* _What the exercise asks_
Leaving out every picture, retype the lines below from the top through the one that contains "Target: white plastic bag".
--- Extracted data Enclosed Below ---
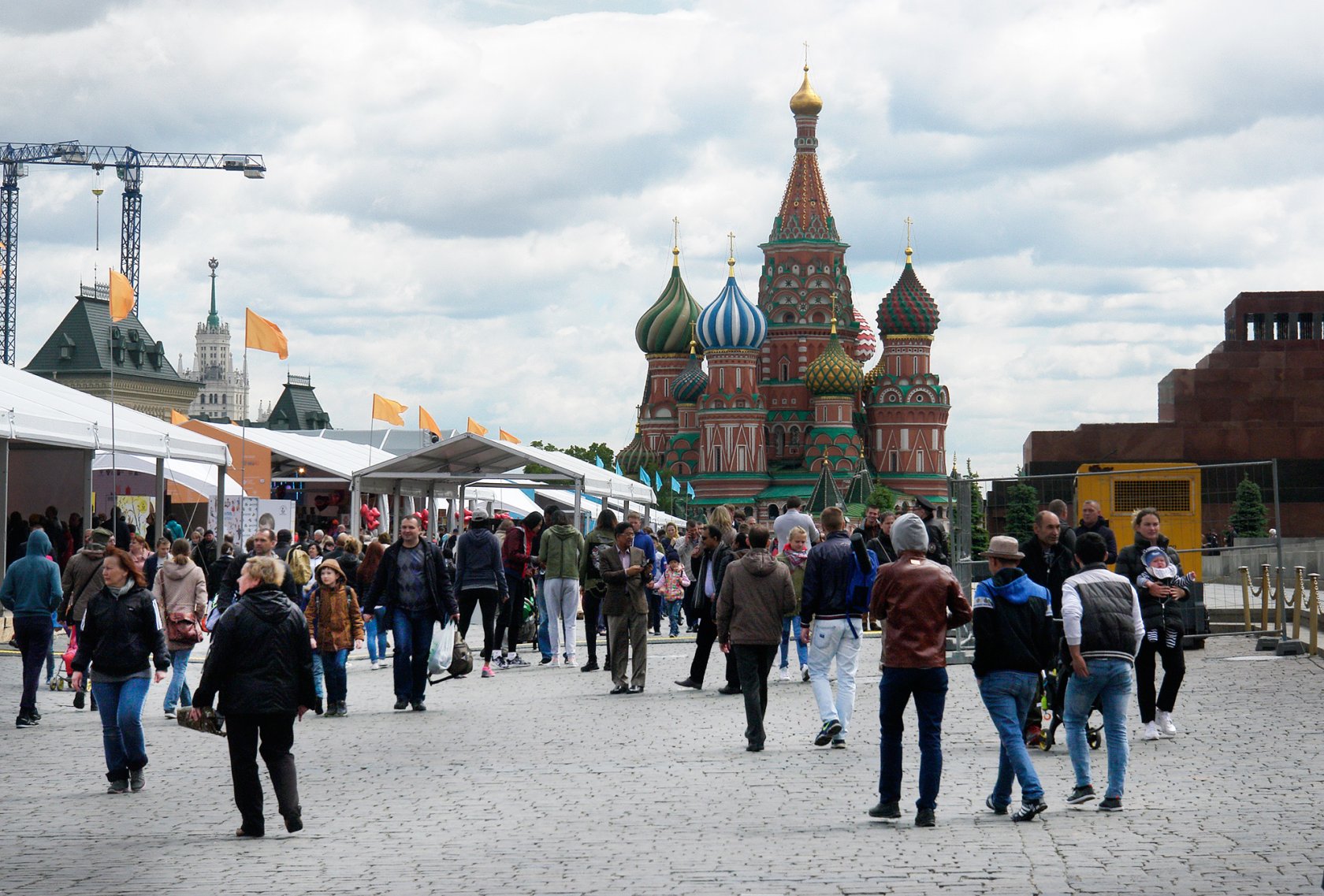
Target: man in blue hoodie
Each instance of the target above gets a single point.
(32, 590)
(1013, 641)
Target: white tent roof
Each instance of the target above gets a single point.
(474, 458)
(331, 455)
(199, 477)
(511, 500)
(40, 411)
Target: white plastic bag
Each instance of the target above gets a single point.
(442, 648)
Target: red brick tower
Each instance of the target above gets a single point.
(906, 404)
(804, 264)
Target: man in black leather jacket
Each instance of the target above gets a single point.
(261, 664)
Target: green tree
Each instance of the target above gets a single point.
(882, 498)
(591, 453)
(979, 524)
(1022, 504)
(1250, 516)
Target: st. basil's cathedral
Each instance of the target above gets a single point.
(786, 407)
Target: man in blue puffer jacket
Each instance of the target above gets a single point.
(32, 590)
(1013, 641)
(831, 626)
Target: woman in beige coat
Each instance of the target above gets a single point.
(180, 590)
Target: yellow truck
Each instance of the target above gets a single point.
(1172, 489)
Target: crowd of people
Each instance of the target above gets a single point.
(285, 613)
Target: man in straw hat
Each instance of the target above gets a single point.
(1013, 641)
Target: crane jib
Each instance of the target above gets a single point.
(128, 163)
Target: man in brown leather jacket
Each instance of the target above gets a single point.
(919, 600)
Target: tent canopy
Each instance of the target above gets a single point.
(333, 457)
(199, 477)
(40, 411)
(467, 458)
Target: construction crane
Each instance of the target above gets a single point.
(128, 165)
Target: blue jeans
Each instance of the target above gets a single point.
(1008, 697)
(333, 666)
(928, 687)
(318, 675)
(673, 615)
(414, 641)
(121, 705)
(177, 693)
(1110, 681)
(545, 635)
(790, 623)
(376, 637)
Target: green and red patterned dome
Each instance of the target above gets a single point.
(665, 327)
(691, 381)
(835, 372)
(907, 310)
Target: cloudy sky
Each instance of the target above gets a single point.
(469, 204)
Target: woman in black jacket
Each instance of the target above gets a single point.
(120, 629)
(261, 664)
(1162, 626)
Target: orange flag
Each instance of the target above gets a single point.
(426, 422)
(264, 335)
(121, 297)
(389, 411)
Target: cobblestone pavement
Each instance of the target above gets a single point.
(539, 783)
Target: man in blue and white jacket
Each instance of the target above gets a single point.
(1013, 641)
(1100, 619)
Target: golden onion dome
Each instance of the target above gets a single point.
(806, 102)
(835, 372)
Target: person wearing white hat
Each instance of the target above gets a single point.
(1013, 641)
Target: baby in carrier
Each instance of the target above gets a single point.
(1158, 570)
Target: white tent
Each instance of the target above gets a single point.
(463, 462)
(329, 455)
(50, 436)
(35, 409)
(199, 477)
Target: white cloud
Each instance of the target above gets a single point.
(469, 204)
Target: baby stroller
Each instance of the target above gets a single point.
(1055, 685)
(64, 675)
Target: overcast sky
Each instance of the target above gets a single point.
(469, 204)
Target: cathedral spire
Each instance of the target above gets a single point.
(214, 321)
(804, 214)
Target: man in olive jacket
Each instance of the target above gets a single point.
(624, 570)
(757, 594)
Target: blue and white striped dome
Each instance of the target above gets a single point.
(732, 321)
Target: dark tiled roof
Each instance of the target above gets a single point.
(298, 408)
(83, 344)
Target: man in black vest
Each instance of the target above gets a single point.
(414, 589)
(1100, 615)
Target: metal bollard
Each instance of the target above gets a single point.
(1296, 605)
(1315, 615)
(1266, 586)
(1245, 574)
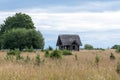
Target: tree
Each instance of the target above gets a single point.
(21, 38)
(88, 46)
(19, 20)
(115, 46)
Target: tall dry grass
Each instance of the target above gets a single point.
(67, 68)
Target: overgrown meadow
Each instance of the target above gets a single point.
(82, 65)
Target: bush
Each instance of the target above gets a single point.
(37, 59)
(88, 47)
(18, 56)
(31, 49)
(118, 49)
(67, 52)
(97, 59)
(50, 48)
(118, 67)
(13, 52)
(47, 54)
(76, 57)
(112, 57)
(56, 54)
(27, 58)
(115, 46)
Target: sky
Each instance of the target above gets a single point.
(97, 22)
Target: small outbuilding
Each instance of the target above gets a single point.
(69, 42)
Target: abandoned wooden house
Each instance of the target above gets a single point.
(69, 42)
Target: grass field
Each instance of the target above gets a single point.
(67, 68)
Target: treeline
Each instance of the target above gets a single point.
(18, 32)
--- End of Enclosed Extracted data ---
* _Exercise result_
Target: man in blue hoodie
Each instance of the target above gets a single point.
(32, 590)
(1013, 641)
Target: white tent roof
Each instance of the target above gets a single point.
(474, 458)
(331, 455)
(199, 477)
(511, 500)
(40, 411)
Target: white plastic bag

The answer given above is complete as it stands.